**** Recorded data ****

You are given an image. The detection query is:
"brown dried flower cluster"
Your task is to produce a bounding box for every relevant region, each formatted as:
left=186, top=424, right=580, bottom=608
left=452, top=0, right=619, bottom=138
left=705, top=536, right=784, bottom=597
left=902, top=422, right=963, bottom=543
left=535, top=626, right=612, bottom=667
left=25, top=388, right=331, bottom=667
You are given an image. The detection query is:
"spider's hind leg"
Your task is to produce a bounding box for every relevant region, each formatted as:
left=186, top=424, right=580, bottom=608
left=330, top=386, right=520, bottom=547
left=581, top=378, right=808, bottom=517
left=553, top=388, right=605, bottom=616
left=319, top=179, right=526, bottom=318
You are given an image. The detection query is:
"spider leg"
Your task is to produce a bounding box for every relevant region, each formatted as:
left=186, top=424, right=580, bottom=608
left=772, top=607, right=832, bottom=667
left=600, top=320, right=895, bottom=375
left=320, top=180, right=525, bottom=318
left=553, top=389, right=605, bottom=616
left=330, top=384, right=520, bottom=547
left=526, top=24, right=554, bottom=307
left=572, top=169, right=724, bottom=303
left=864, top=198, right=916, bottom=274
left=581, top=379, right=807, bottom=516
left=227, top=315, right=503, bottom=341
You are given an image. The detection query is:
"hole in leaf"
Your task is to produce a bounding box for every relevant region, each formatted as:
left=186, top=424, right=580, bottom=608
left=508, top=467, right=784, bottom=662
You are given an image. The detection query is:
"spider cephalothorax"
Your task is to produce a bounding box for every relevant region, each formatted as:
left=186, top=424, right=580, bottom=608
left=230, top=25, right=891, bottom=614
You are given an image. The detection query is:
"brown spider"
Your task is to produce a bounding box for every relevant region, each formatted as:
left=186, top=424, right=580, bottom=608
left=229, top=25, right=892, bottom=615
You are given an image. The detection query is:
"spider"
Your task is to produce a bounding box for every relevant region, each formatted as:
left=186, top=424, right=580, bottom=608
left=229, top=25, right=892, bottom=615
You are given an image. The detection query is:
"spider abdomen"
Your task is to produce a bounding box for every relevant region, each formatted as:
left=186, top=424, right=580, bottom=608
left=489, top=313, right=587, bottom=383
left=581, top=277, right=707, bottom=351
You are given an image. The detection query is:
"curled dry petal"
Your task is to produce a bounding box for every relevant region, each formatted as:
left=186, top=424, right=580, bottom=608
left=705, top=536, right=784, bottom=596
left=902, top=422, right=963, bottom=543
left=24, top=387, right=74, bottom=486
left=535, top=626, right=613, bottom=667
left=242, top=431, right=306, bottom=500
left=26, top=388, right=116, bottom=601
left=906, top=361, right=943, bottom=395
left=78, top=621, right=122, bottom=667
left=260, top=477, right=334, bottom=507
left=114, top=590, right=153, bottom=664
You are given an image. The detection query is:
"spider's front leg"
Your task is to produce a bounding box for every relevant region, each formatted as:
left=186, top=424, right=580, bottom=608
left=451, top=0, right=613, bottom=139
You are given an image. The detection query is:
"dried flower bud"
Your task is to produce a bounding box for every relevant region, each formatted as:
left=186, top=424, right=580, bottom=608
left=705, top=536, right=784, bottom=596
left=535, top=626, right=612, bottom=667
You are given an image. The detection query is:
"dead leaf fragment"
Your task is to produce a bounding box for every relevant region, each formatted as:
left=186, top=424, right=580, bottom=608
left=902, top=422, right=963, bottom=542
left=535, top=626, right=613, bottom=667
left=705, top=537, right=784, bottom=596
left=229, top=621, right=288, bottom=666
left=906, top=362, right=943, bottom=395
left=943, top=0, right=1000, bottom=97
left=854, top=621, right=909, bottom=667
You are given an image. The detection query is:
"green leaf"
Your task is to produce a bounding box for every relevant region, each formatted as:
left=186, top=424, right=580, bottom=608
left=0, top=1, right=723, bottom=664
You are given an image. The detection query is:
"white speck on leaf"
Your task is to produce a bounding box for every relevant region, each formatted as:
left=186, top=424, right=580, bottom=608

****

- _Task description_:
Count the lines in the listing above that contain the string "dried", and give only the count.

- _Solution to this problem_:
2